## DOCUMENT
━━━━━━━━

Results for the third quarter of 2005 and the nine months ended Sept. 30, 2005 (YTD), as compared to the respective periods of 2004:
($ in thousands, except per-share data) Q3 2005 Q3 2004 YTD 2005 YTD 2004
Operating Revenues $265,679 $241,552 $901,175 $811,172
Income from Operations $4,811 $4,545 $92,213 $84,339
Net Income (Loss) $(9,037) $(9,782) $19,756 $12,574
Business Segments: (contribution to earnings (loss) per diluted share)
Avista Utilities $(0.04) $(0.15) $0.72 $0.26
Energy Marketing & Resource Management $(0.17) $(0.03) $(0.34) $0.08
Avista Advantage $0.03 $0.01 $0.06 ---
Other $(0.01) $(0.03) $(0.04) $(0.07)
SUBTOTAL (before cumulative effect of accounting change) $(0.19) $(0.20) $0.40 $0.27
Cumulative effect of accounting change – – – $(0.01)
Total earnings (loss) per diluted share $(0.19) $(0.20) $0.40 $0.26
Recent Legal Developments
On Oct. 19, 2005, the United States District Court for the Eastern District of Washington issued an order granting Avista’s motion to dismiss a shareholder lawsuit. This complaint, originally filed against the company and certain current and former officers in September 2002, alleged violations of federal securities laws through alleged misstatements and omissions of material facts with respect to the company’s energy trading practices in western power markets. The order of dismissal was issued by the Court without prejudice, allowing the plaintiffs 14 days to amend their complaint to address certain issues identified by the Court.
Third Quarter and Year-to-Date 2005 Highlights
Avista Utilities: Avista Utilities had a net loss of $1.8 million, or $0.04 per diluted share, for the third quarter of 2005, compared to a net loss of $7.3 million, or $0.15 per diluted share, for the third quarter of 2004. The third quarter is typically the lowest earnings quarter for Avista Utilities. The results for the third quarter of 2005 were further reduced primarily due to higher electric resource costs and the absorption of $8.2 million of the Energy Recovery Mechanism (ERM) dead band during the period, which included the reversal of the $0.7 million benefit from the first half of 2005. In 2004, the entire $9 million dead band was expensed during the first half of the year. The net loss for the third quarter of 2004 was primarily due to write-offs of $14.7 million ($9.6 million, net of taxes) related to the Idaho Public Utilities Commission (IPUC) general rate case order.
Avista Utilities contributed $35.6 million to net income, or $0.72 per diluted share, for the nine months ended Sept. 30, 2005, an increase from $12.6 million, or $0.26 per diluted share, for the nine months ended Sept. 30, 2004. The increase reflects the positive effects of general rate increases implemented during the second half of 2004 in Washington and Idaho and the gain on the sale of Avista Utilities’ South Lake Tahoe natural gas properties. Comparing 2005 to 2004, in 2004 year-to-date results were reduced by write-offs related to the IPUC general rate case order. On a year-to-date basis for 2005, Avista has expensed $7.5 million of the $9 million dead band and expects to absorb the remaining $1.5 million during the fourth quarter. The expensing of the $9 million dead band was anticipated in Avista’s 2005 earnings guidance.

━━━━━━━━

## REQUIRED TASK 1
According to the earnings report, what net loss did Avista Utilities have for the third quarter of 2004?
## REQUIRED TASK 2
Please return each line of the records that contains the word "rocky".
The earnings report and the records come from unrelated sources.

[Items listed in a dataset]
━━━━━━━━

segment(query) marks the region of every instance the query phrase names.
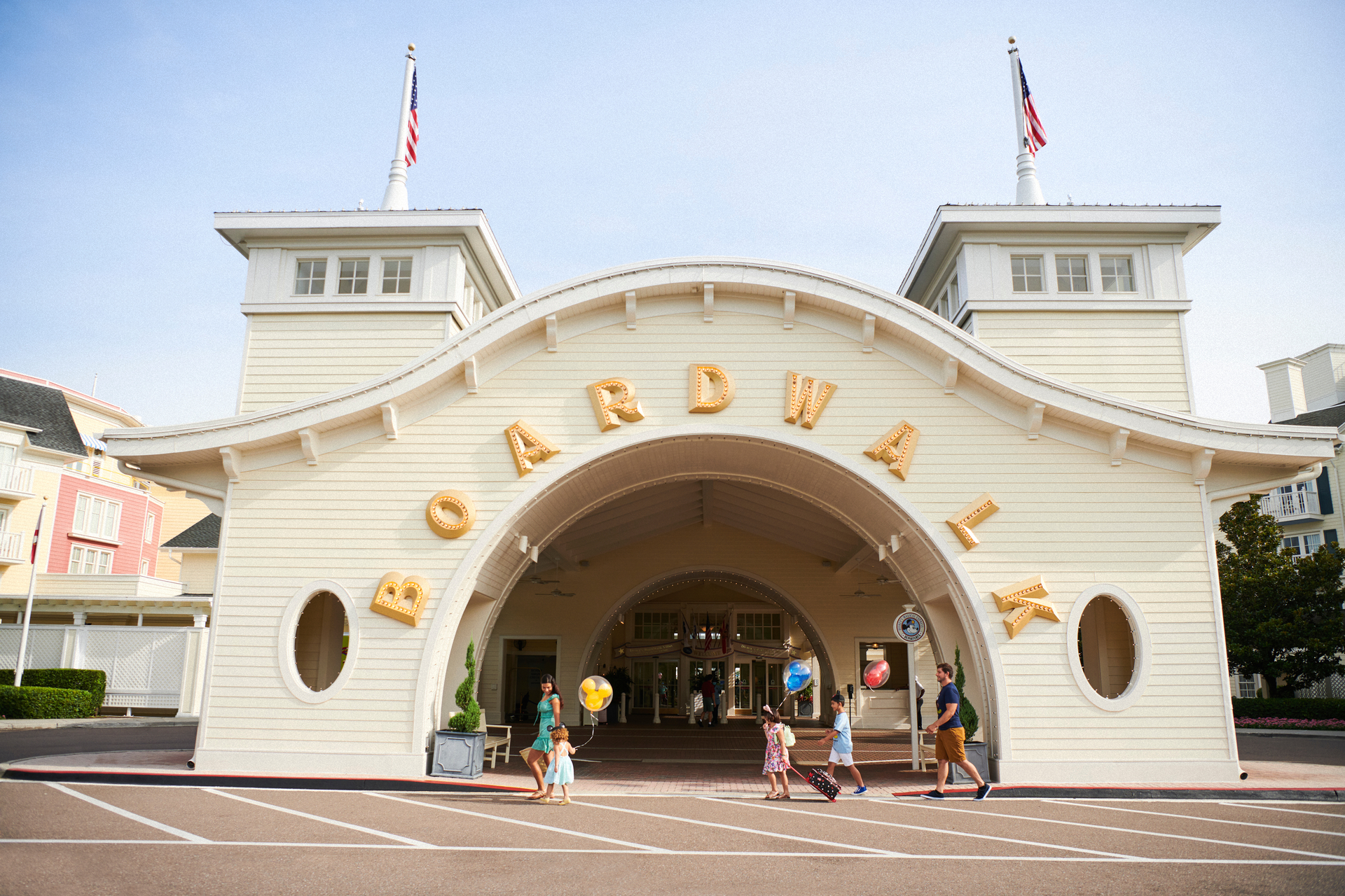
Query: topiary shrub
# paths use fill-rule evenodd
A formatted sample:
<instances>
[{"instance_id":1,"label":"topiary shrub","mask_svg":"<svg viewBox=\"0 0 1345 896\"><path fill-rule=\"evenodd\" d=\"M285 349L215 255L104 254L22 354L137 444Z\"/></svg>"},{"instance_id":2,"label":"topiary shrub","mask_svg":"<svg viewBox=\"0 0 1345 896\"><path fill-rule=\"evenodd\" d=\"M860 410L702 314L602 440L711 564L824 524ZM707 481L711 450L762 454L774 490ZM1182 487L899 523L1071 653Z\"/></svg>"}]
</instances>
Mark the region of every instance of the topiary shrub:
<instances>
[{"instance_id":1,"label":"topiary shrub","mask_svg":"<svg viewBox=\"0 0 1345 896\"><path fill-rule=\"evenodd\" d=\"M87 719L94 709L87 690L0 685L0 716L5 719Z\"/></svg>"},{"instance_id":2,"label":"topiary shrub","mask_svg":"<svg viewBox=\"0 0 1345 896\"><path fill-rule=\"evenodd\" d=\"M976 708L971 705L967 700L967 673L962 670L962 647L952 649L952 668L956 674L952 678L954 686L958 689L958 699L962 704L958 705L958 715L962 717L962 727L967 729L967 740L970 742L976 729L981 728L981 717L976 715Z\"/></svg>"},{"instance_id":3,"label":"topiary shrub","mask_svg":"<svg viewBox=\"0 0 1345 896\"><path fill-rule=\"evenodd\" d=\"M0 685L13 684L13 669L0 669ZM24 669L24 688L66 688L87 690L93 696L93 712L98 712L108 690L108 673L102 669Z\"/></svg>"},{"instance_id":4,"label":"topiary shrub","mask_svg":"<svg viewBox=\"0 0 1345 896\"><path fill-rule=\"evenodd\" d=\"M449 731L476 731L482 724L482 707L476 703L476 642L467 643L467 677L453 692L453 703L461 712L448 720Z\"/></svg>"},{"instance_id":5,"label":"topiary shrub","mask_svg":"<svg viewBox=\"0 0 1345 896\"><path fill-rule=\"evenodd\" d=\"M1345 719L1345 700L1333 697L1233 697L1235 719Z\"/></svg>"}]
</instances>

━━━━━━━━

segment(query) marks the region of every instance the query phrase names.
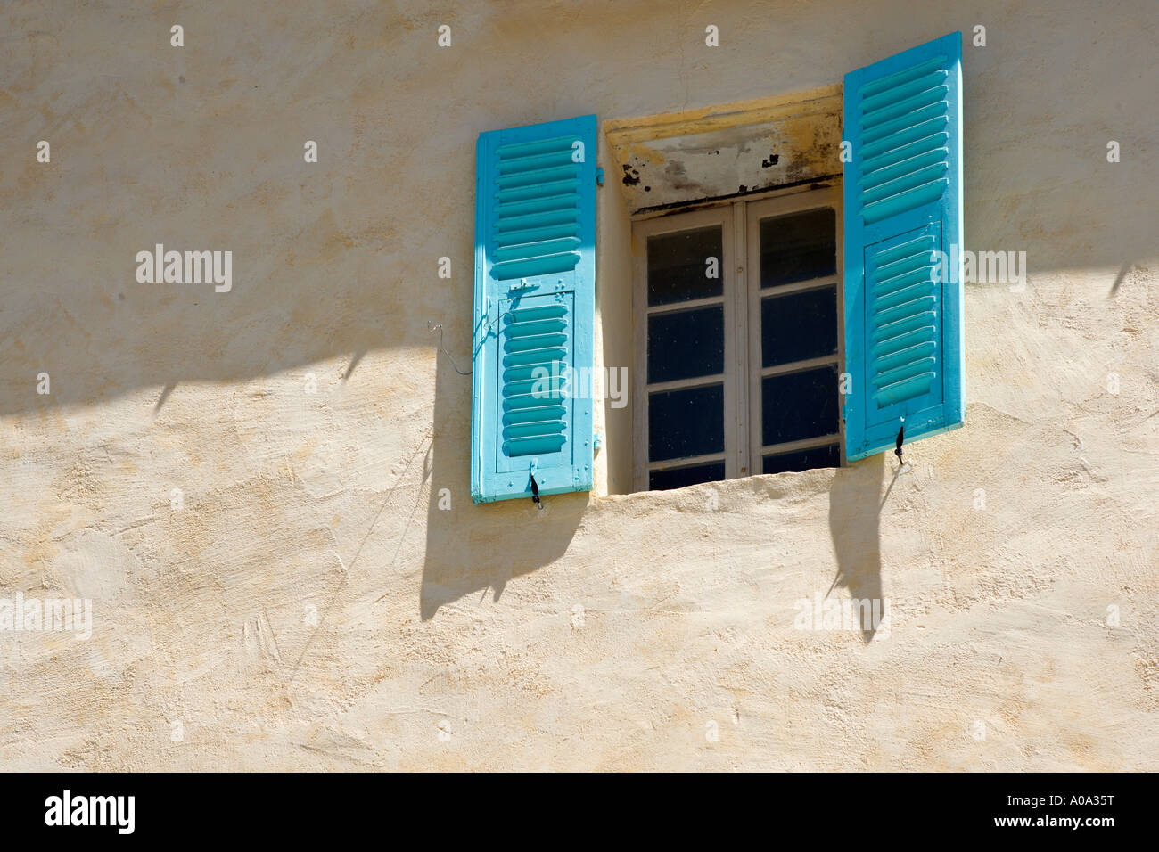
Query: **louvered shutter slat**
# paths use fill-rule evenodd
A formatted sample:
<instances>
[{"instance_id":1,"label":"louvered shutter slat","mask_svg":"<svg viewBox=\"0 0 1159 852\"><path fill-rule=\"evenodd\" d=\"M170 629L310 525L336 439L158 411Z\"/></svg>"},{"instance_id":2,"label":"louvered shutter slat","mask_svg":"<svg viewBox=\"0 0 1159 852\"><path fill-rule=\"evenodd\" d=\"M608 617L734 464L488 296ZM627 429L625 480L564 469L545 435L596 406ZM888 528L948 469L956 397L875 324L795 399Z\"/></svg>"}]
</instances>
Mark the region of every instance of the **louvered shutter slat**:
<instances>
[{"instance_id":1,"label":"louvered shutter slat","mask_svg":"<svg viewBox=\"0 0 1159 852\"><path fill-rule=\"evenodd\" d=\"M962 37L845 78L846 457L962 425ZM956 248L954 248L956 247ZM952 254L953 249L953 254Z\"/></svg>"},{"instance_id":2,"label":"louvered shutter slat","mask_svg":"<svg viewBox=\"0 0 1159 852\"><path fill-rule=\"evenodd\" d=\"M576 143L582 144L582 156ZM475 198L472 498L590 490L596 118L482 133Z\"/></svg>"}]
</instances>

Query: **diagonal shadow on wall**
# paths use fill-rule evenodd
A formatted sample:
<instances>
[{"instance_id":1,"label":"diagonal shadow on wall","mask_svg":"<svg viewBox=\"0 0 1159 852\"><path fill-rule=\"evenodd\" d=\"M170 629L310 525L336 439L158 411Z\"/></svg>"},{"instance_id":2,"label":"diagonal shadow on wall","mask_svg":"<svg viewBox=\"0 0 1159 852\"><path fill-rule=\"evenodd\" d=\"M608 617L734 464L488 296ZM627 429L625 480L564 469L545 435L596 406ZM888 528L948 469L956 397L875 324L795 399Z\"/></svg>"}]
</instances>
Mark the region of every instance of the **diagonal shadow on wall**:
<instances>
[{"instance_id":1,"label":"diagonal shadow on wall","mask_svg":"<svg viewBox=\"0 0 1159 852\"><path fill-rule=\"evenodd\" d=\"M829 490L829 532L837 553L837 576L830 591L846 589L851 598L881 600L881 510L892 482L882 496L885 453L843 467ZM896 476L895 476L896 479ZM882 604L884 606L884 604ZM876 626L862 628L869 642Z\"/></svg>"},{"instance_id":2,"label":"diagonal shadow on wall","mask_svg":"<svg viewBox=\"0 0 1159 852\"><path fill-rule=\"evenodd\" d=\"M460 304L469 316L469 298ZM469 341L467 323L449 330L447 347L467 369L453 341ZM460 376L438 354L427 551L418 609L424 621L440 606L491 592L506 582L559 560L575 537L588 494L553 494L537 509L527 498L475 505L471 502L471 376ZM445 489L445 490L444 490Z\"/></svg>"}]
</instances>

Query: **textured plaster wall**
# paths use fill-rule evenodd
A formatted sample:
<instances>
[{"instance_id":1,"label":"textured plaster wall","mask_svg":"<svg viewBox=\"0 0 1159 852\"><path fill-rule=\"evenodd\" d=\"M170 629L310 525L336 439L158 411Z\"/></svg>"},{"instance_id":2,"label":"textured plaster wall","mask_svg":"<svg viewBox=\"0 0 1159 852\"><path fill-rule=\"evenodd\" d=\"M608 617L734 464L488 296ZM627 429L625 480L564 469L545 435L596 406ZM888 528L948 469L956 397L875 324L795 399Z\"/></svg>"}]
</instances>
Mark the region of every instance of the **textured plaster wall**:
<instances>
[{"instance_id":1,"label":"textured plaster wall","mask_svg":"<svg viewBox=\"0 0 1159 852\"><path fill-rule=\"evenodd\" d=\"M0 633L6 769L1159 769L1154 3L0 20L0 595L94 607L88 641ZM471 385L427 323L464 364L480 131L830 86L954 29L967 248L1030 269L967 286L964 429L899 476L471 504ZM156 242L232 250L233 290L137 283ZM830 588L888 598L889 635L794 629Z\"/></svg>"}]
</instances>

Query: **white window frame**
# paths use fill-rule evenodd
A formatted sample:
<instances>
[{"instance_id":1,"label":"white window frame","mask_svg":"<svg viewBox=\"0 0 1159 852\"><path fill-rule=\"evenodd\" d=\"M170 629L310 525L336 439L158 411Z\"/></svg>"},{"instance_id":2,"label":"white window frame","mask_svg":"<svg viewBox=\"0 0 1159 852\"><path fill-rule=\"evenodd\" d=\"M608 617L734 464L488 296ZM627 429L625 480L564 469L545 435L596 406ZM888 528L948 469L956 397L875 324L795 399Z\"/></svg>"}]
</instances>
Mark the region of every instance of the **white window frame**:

━━━━━━━━

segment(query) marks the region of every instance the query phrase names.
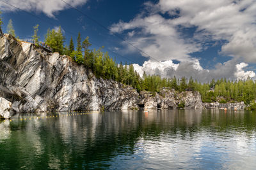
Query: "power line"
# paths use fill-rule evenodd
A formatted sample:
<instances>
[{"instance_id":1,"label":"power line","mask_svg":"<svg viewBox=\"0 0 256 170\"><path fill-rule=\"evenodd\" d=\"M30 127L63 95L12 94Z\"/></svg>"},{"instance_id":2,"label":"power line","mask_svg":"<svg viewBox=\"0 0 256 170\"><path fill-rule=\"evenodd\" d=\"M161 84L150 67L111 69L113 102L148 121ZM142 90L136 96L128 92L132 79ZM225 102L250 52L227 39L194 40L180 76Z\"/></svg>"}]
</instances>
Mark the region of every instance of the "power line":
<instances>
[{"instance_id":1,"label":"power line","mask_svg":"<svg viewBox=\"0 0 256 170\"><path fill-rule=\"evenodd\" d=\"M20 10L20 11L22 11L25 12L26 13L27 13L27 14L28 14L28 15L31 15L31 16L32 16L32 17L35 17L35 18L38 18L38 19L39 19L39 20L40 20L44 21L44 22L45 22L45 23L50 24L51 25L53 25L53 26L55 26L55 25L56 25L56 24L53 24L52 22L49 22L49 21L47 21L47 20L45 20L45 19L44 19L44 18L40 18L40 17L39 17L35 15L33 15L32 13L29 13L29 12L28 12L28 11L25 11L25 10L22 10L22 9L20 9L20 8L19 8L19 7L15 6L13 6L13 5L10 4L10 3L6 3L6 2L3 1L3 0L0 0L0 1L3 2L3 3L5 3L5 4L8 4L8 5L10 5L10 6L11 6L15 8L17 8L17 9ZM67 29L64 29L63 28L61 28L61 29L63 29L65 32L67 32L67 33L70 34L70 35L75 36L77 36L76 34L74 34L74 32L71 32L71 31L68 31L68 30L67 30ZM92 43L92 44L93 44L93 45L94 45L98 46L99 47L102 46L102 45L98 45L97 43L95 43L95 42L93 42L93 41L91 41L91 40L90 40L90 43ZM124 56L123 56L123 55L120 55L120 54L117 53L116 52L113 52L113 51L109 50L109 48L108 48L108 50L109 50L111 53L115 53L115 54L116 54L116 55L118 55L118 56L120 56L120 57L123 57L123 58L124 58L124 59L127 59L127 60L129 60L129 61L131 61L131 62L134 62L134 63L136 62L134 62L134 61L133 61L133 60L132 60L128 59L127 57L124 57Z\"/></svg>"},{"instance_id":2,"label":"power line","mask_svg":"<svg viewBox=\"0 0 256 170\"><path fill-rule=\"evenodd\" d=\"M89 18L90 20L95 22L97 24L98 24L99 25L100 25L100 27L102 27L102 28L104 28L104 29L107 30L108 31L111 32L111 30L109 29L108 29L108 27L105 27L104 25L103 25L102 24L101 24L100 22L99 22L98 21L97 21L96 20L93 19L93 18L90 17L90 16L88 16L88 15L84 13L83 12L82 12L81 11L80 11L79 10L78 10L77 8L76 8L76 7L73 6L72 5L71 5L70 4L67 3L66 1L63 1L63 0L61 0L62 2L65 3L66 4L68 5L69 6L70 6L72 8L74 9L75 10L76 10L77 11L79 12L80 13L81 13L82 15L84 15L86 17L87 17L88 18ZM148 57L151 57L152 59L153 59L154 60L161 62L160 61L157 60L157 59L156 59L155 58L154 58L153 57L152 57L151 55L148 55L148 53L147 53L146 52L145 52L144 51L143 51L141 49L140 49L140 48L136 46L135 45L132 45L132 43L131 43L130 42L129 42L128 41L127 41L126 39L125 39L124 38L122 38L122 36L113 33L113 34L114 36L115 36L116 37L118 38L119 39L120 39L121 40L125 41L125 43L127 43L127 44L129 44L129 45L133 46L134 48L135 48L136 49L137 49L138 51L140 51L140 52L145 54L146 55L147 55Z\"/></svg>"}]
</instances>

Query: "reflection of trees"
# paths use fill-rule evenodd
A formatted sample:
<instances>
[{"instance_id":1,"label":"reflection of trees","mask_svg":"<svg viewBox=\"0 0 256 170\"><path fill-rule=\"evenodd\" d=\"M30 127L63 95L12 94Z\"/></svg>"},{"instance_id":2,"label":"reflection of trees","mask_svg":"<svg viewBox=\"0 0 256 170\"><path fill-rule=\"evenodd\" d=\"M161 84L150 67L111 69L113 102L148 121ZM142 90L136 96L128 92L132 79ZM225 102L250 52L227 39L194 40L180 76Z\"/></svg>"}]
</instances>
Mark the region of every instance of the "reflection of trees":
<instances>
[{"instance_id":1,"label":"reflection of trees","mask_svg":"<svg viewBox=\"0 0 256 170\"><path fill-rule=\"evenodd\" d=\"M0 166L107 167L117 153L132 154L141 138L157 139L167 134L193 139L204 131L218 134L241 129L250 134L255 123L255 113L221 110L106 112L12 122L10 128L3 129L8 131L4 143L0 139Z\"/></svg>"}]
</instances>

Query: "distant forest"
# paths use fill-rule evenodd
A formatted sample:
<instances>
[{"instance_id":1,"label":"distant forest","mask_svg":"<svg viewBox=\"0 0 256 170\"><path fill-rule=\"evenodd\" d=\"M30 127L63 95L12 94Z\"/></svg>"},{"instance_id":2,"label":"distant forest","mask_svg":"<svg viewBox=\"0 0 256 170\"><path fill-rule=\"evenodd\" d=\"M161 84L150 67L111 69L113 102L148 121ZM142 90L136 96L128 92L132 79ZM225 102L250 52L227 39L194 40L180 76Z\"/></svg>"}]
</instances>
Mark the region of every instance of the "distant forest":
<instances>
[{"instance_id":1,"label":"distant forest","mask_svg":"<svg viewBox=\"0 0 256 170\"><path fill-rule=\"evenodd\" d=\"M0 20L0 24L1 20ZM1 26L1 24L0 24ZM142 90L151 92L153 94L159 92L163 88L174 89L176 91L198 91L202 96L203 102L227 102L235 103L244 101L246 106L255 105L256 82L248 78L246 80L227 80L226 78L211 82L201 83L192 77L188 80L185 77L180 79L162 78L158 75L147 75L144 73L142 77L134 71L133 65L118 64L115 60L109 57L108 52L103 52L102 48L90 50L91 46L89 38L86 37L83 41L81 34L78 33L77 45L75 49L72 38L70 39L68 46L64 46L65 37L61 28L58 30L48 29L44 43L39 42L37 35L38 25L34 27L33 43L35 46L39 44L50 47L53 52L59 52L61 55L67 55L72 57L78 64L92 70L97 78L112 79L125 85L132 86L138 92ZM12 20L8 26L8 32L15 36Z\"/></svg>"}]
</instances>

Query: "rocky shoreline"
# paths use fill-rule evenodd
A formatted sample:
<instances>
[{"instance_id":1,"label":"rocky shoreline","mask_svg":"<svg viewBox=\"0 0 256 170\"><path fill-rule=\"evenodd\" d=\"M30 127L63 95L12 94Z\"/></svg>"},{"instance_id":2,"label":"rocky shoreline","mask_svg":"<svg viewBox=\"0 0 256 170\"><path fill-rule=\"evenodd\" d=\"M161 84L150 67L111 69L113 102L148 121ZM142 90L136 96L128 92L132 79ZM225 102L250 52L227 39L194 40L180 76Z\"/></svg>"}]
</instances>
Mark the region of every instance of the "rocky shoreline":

━━━━━━━━

## RIGHT ANSWER 1
$7.3 million, or $0.15 per diluted share.

## RIGHT ANSWER 2
Query: "rocky shoreline"
[{"instance_id":1,"label":"rocky shoreline","mask_svg":"<svg viewBox=\"0 0 256 170\"><path fill-rule=\"evenodd\" d=\"M30 127L63 95L12 94Z\"/></svg>"},{"instance_id":2,"label":"rocky shoreline","mask_svg":"<svg viewBox=\"0 0 256 170\"><path fill-rule=\"evenodd\" d=\"M161 84L150 67L111 69L113 102L148 121ZM142 90L136 96L128 92L132 79ZM225 102L250 52L227 39L194 40L180 76Z\"/></svg>"}]
Mark the region of every instance of the "rocky shoreline":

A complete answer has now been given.